WORK INSTRUCTION 1:
Output the passage of the forum thread about supervising AI agents that begins at the words "not_kurt_godel · 2026-03-14T02:44:23" and stops after the words "all functioned perfectly.", reproducing it word for word.
WORK INSTRUCTION 2:
Go on with the forum thread about supervising AI agents, picking up right after its final sentence.

Segment Start: PAGE TEXT

A person has a supervision budget. They can supervise one agent in a hands-on wa...

not_kurt_godel · 2026-03-14T02:44:23 1773456263

Just curious, what kind of work are you doing where agentic workflows are consistently able to make notable progress semi-autonomously in parallel? Hearing people are doing this, supposedly productively/successfully, kind of blows my mind given my near-daily in-depth LLM usage on complex codebases spanning the full stack from backend to frontend. It's rare for me to have a conversation where the LLM (usually Opus 4.6 these days) lasts 30 minutes without losing the plot. And when it does last that long, I usually become the bottleneck in terms of having to think about design/product/engineering decisions; having more agents wouldn't be helpful even if they all functioned perfectly.

avereveard · 2026-03-14T02:59:46 1773457186

I've passed that bottleneck with a review task that produces engineering recommendations along six axis (encapsulation, decoupling, simplification, dedoupling, security, reduce documentation drift) and a ideation tasks that gives per component a new feature idea, an idea to improve an existing feature, an idea to expand a feature to be more useful. These two generate constant bulk work that I move into new chat where it's grouped by changeset and sent to sub agent for protecting the context window.

Segment End: PAGE TEXT
Segment Start: RECORDS SUPPLIED

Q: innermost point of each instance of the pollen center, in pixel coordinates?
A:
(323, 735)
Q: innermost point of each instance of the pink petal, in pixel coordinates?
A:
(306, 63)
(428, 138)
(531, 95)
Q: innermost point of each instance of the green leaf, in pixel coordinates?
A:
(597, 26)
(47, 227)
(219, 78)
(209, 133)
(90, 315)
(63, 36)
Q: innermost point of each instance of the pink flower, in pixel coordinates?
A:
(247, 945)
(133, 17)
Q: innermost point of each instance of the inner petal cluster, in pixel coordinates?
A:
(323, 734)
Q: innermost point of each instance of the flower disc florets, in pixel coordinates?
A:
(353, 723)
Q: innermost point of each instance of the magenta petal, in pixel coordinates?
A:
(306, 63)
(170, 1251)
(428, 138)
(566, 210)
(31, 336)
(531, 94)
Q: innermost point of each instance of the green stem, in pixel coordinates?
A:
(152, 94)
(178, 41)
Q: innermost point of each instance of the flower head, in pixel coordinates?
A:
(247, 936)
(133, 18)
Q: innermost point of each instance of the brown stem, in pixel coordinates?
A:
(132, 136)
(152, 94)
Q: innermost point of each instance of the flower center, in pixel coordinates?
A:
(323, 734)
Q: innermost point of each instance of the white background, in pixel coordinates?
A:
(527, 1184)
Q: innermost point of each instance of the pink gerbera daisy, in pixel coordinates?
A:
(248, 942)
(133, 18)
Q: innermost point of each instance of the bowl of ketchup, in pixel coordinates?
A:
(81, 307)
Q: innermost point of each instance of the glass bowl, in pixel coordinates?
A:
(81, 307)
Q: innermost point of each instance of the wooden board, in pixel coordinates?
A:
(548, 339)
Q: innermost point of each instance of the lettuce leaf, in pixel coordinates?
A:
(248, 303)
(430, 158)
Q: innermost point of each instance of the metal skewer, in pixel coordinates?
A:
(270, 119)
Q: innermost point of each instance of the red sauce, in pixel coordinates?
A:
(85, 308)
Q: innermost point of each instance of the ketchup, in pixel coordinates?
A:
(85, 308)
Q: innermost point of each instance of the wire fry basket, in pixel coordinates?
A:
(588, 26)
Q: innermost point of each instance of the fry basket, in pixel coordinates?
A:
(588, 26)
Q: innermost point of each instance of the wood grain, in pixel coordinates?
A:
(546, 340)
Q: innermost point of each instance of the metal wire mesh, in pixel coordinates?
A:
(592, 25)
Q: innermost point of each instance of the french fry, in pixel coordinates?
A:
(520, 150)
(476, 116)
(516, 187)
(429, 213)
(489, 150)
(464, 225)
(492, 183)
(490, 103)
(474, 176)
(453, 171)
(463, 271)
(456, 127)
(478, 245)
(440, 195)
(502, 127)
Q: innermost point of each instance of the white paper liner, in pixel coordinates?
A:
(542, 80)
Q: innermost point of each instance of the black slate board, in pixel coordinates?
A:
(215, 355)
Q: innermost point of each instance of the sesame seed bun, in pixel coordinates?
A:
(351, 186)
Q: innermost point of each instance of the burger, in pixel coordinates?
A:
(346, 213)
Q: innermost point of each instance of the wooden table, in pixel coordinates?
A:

Segment End: RECORDS SUPPLIED

ANSWER 1:
not_kurt_godel · 2026-03-14T02:44:23 1773456263

Just curious, what kind of work are you doing where agentic workflows are consistently able to make notable progress semi-autonomously in parallel? Hearing people are doing this, supposedly productively/successfully, kind of blows my mind given my near-daily in-depth LLM usage on complex codebases spanning the full stack from backend to frontend. It's rare for me to have a conversation where the LLM (usually Opus 4.6 these days) lasts 30 minutes without losing the plot. And when it does last that long, I usually become the bottleneck in terms of having to think about design/product/engineering decisions; having more agents wouldn't be helpful even if they all functioned perfectly.

ANSWER 2:
What I'm doing mostly these days is maintaining a goal.md (project direction) and spec.md (coding and process standards, global across projects). And new macro tasks development, I've one under work that is meant to automatically build png mockup and self review.

not_kurt_godel · 2026-03-14T03:17:20 1773458240

What are you using to orchestrate/apply changes? Claude CLI?

avereveard · 2026-03-14T04:52:57 1773463977

I prefer in IDE tools because I can review changes and pull in context faster.

At home I use roo code, at work kiro. Tbh as long as it has task delegation I'm happy with it.

grafmax · 2026-03-14T23:17:26 1773530246

I work on 1M LOC 15 yr old repo. Like you it's across the full stack. Bugs in certain pieces of complex business logic would have catastrophic consequences for my employer. Basically I peel poorly-specific work items off my queue into its own worktree and session at high reasoning/effort and provide a well-specified prompt.

These things eat into my supervision budget:

* LLM loses the plot and I have to nudge (like you) * Thinking hard to better specify prompts (like you) * Reviewing all changes (I do not vibe code except for spikes or other low-risk areas) * Manual thing I have to do (for things I have not yet automated with a agent-authored scripts) * Meetings * etc

So, yes, my supervision budget is a bottleneck. I can only run 5-8 agents at a time because I have only so much time in the day.

Compare that vs a single agent at high reasoning/effort: I am sitting waiting for it to think. Waiting for it to find the code area I'm talking about takes time. Compiling, running tests, fixing compile errors. A million other things.

Any time I find myself sitting and waiting, this is a signal to me to switch to a different session.